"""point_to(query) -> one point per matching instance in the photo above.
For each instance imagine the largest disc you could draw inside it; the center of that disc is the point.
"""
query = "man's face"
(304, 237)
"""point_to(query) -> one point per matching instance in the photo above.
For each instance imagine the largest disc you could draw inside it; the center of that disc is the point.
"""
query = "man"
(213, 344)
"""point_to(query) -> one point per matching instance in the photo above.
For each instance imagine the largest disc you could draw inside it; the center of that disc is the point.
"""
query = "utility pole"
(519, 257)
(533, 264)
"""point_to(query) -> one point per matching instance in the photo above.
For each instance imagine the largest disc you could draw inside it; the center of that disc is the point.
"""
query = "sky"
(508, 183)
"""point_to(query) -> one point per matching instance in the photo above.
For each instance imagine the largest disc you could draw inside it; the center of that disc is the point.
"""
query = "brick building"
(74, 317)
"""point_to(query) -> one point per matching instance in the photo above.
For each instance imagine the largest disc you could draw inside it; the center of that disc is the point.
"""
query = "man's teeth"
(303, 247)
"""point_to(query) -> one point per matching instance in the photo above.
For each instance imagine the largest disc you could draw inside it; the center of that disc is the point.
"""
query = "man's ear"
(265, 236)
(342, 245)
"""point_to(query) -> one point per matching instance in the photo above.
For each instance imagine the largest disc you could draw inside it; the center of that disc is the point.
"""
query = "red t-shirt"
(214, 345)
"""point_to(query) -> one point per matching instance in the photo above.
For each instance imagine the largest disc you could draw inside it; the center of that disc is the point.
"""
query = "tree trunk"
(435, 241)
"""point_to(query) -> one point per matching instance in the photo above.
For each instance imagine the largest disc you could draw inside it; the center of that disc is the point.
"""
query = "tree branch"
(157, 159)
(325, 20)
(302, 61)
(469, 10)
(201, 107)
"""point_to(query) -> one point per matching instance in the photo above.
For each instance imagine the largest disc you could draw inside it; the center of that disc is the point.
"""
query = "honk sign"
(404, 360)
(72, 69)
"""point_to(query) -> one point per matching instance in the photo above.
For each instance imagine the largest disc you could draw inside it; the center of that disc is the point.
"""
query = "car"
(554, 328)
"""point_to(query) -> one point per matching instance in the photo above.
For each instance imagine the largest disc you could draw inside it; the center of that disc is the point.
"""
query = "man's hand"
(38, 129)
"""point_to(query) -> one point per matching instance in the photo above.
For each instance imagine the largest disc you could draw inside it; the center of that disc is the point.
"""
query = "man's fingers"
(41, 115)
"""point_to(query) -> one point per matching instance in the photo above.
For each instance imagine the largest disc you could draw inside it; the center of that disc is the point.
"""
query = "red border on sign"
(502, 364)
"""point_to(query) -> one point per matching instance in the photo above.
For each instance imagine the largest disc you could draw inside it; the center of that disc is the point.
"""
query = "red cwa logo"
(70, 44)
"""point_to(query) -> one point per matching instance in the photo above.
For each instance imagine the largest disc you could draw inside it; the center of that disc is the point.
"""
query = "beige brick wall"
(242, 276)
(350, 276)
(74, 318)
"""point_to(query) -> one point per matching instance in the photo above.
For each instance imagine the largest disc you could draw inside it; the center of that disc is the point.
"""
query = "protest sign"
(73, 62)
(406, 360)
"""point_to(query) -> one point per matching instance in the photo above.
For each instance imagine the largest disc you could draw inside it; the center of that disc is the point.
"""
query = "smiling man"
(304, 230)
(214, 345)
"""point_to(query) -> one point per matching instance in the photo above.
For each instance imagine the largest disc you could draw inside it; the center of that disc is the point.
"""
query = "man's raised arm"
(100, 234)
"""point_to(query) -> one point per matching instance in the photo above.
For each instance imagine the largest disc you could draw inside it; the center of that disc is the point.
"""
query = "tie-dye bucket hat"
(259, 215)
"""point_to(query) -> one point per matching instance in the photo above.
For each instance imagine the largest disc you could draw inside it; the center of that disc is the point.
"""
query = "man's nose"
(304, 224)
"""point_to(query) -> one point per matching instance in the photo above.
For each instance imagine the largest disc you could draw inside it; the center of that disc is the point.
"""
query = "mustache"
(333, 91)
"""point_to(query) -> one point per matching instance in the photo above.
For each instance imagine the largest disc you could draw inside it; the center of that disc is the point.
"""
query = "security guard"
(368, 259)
-=-=-=-=-
■ **WHAT TO DO**
Could you reproduce every record exactly as shown above?

■ **PROBLEM SOLUTION**
"""point_to(query) -> one point per matching instance in the photo above.
For each instance imagine the largest disc you could draw inside it; the center of that disc is the point.
"""
query = "man's face"
(304, 237)
"""point_to(query) -> one point per matching instance in the photo above.
For each instance imagine the largest disc you could draw inside it; the center of that disc is the point.
"""
query = "man"
(213, 344)
"""point_to(query) -> one point per matching instance in the photo above.
For each instance imagine the largest disc you could draw inside it; the center of that disc is the point.
"""
query = "utility pole"
(519, 257)
(533, 264)
"""point_to(query) -> one point per matching instance in the photo above.
For each instance imagine the largest disc you could draw inside it; the center of that disc is the point.
"""
query = "sky"
(508, 183)
"""point_to(query) -> one point per matching instance in the photo above.
For each instance imagine the largest disc you could draw inside it; the center of that disc is the point.
"""
query = "brick building"
(74, 317)
"""point_to(query) -> one point per matching instance in the photo above.
For each instance imagine the largest disc you could draw inside it; the center of that disc is the point.
"""
query = "man's teeth"
(303, 247)
"""point_to(query) -> one point per matching instance in the photo above.
For each instance imagine the largest disc you could draw inside it; the center of that disc is the point.
"""
query = "man's ear"
(265, 236)
(342, 245)
"""point_to(query) -> one point per matching instance in the photo above.
For each instance imagine the largest disc you could draw inside it; the center of that disc is the point.
"""
query = "red t-shirt"
(214, 345)
"""point_to(query) -> one point per matching instance in the photo above.
For each instance imagine the largest disc you could draw inside it; the center of that disc is the point.
"""
query = "tree trunk"
(435, 241)
"""point_to(query) -> one point per matching instance in the photo above.
For each instance imagine the largest disc you could draw inside it; the center of that disc is the point.
"""
query = "tree branch"
(157, 159)
(325, 20)
(302, 61)
(469, 10)
(201, 107)
"""point_to(query) -> one point per matching instance in the photo above.
For each instance imagine the largest disc you could draw inside it; the center of that disc is the point.
"""
query = "honk sign"
(404, 360)
(72, 69)
"""point_to(query) -> one point per matching instance in the photo above.
For each instance imagine the largest disc you could draw inside it; the center of that disc is the point.
"""
query = "car"
(554, 328)
"""point_to(query) -> one point per matching instance in the photo above.
For each instance imagine the largest disc you could draw inside it; the center of that disc is the point.
"""
query = "man's hand"
(38, 129)
"""point_to(query) -> one point per matching instance in the photo above.
For each instance imagine the largest disc you could draw inside it; the center of that disc is the point.
"""
query = "man's fingers"
(41, 115)
"""point_to(query) -> one point per matching instance in the photo above.
For each instance imagine the largest disc you could draw inside it; the center of that disc is the point.
"""
query = "red border on sign"
(502, 364)
"""point_to(query) -> one point per matching instance in the photo above.
For each instance imagine the largest disc you could draw inside it; the center of that disc is the point.
"""
query = "red cwa logo"
(70, 44)
"""point_to(query) -> one point per matching instance in the photo above.
For each instance imagine the largest disc you could draw inside it; the center of that disc is the point.
"""
query = "beige brick wall"
(242, 276)
(350, 276)
(74, 318)
"""point_to(query) -> one point per matching instance in the photo above.
For each instance imagine the largest disc you could draw inside it; the center of that disc is the point.
"""
query = "protest sign"
(73, 62)
(406, 360)
"""point_to(query) -> one point per matching instance in the photo above.
For each instance imagine the largest disc you could draw inside it; the center of that disc is the point.
"""
query = "smiling man"
(304, 230)
(214, 345)
"""point_to(query) -> one point per matching instance in the photo above.
For each instance imagine the largest disc you could draw inside it; the center of that disc is the point.
"""
query = "man's raised arm"
(100, 234)
"""point_to(query) -> one point per matching instance in the photo above.
For each instance imagine the largest disc you could draw inside it; the center of that disc is the point.
"""
query = "tie-dye bucket hat"
(259, 215)
"""point_to(query) -> one point per matching instance in the photo above.
For each instance imagine the largest disc you could draw inside it; the center of that disc is the point.
"""
query = "man's nose"
(304, 224)
"""point_to(query) -> one point per matching instance in the photo above.
For each instance imagine the largest disc you could draw inside it; the center of that disc is the point.
"""
query = "mustache"
(333, 91)
"""point_to(query) -> one point per matching instance in the photo above.
For each instance imagine the largest disc you could draw inside it; the center of that disc is the point.
"""
query = "security guard"
(368, 259)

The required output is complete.